STORED RECORDS:

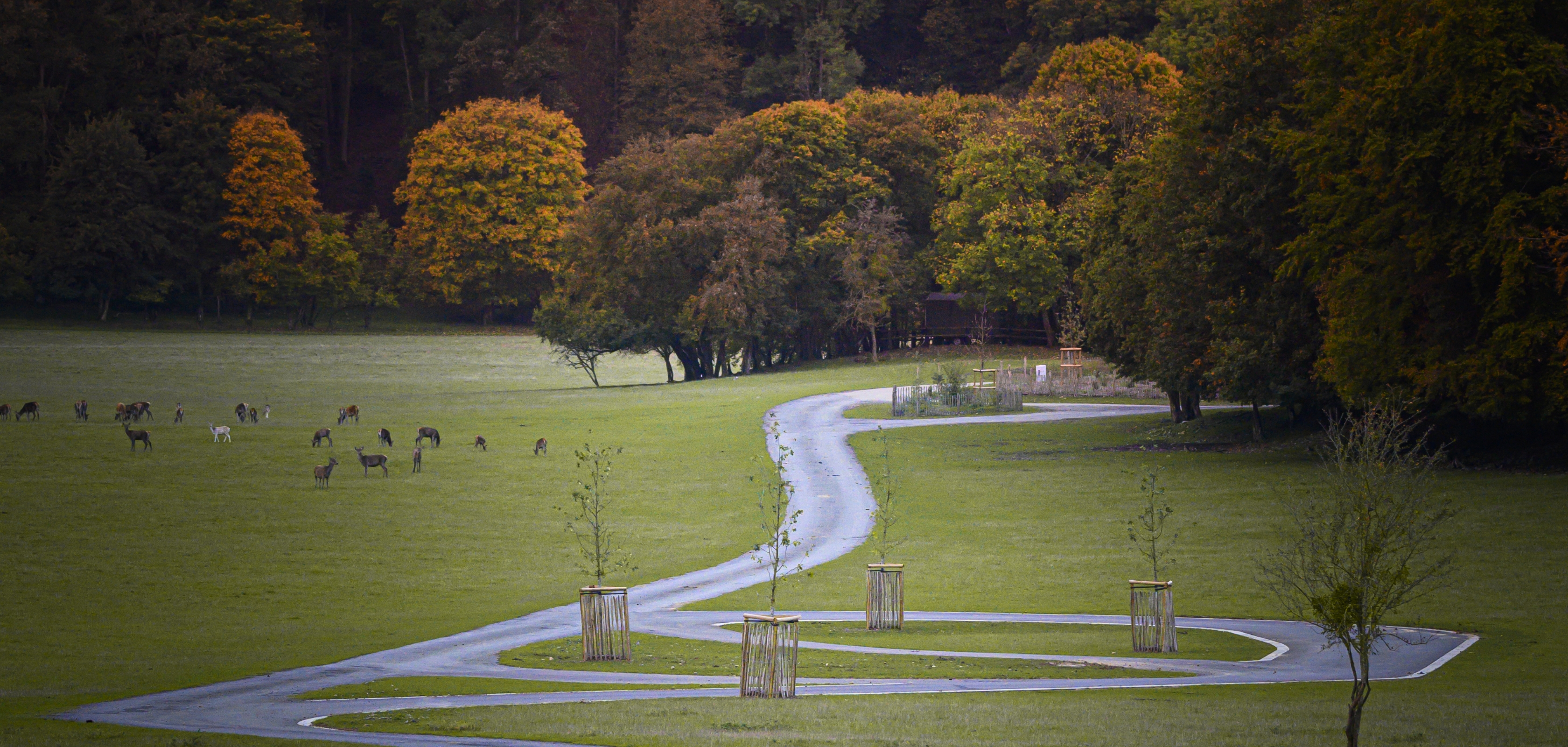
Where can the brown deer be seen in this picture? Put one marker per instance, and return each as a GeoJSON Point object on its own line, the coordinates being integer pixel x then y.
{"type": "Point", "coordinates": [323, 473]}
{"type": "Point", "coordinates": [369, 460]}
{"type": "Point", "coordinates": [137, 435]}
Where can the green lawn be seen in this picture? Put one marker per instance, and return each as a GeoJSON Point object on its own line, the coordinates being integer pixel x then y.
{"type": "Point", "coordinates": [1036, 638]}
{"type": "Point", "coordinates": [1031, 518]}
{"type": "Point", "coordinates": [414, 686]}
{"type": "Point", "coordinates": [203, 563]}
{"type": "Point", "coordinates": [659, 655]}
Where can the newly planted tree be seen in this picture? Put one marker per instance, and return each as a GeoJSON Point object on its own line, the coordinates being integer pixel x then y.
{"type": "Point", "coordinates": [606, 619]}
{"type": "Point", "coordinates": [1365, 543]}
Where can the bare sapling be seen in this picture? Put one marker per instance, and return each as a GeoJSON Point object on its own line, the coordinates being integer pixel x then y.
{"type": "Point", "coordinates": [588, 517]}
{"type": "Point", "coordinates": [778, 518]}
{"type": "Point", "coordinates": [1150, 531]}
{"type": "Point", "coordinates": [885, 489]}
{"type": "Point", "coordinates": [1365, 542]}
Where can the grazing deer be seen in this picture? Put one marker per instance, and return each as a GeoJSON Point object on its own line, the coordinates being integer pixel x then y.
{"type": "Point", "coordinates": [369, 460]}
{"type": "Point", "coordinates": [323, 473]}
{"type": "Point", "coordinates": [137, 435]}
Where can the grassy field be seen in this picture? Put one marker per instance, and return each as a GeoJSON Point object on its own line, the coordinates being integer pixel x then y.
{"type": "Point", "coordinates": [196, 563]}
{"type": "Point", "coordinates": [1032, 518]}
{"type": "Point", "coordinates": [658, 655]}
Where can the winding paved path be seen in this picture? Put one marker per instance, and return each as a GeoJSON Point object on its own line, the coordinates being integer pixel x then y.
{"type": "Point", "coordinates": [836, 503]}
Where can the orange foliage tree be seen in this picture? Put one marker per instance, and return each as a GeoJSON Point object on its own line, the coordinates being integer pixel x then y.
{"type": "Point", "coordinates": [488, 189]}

EXERCISE DETAILS: Would you return the data exactly as written, without the pictures?

WRITTEN ANSWER:
Where can the brown deer be seen in this picture? Put one marker per instance, and return each as a GeoJSON Point object on its own line, the coordinates being integer pixel x then y.
{"type": "Point", "coordinates": [323, 473]}
{"type": "Point", "coordinates": [369, 460]}
{"type": "Point", "coordinates": [137, 435]}
Where can the green lawn be seen in this picture? Put one marker per instance, and return each as a GeoJSON Point object on its own line, the coordinates being integer pixel x then y.
{"type": "Point", "coordinates": [1036, 638]}
{"type": "Point", "coordinates": [1031, 518]}
{"type": "Point", "coordinates": [414, 686]}
{"type": "Point", "coordinates": [203, 563]}
{"type": "Point", "coordinates": [659, 655]}
Where can the newly planted tree be seen in this picture? Put one marker per instance, and return each as a GeoJSON Point object on its own line, the coordinates being integer pixel x then y.
{"type": "Point", "coordinates": [606, 619]}
{"type": "Point", "coordinates": [1365, 543]}
Where can the bare sapling be seen in this picture? Put one marker per instance, and return each as a GeoJSON Point object on its own line, the coordinates being integer pixel x then y.
{"type": "Point", "coordinates": [588, 517]}
{"type": "Point", "coordinates": [778, 518]}
{"type": "Point", "coordinates": [1150, 531]}
{"type": "Point", "coordinates": [885, 489]}
{"type": "Point", "coordinates": [1365, 542]}
Where can the grazing deer be seen in this picture? Put one marker per instance, and return each as a GeoJSON Point object on its own line, the coordinates being integer pixel x then y.
{"type": "Point", "coordinates": [369, 460]}
{"type": "Point", "coordinates": [323, 473]}
{"type": "Point", "coordinates": [137, 435]}
Where can the grassy field be seen in this picture? Put one marker per instance, and return each as a GeoJSON Point object on its own line, the coordinates being integer pixel x then y.
{"type": "Point", "coordinates": [196, 563]}
{"type": "Point", "coordinates": [1032, 518]}
{"type": "Point", "coordinates": [658, 655]}
Where can the winding paved path be seen in this picture? Put one marker per instance, and return each as a GeoJSON Point object on its own line, the coordinates being integer pixel x then y.
{"type": "Point", "coordinates": [836, 503]}
Where can the orange foliage tree be seen in this picture? Put one marker per instance, and return each as a GeoJSON Point object on its own line, the coordinates being integer pixel x then y.
{"type": "Point", "coordinates": [488, 189]}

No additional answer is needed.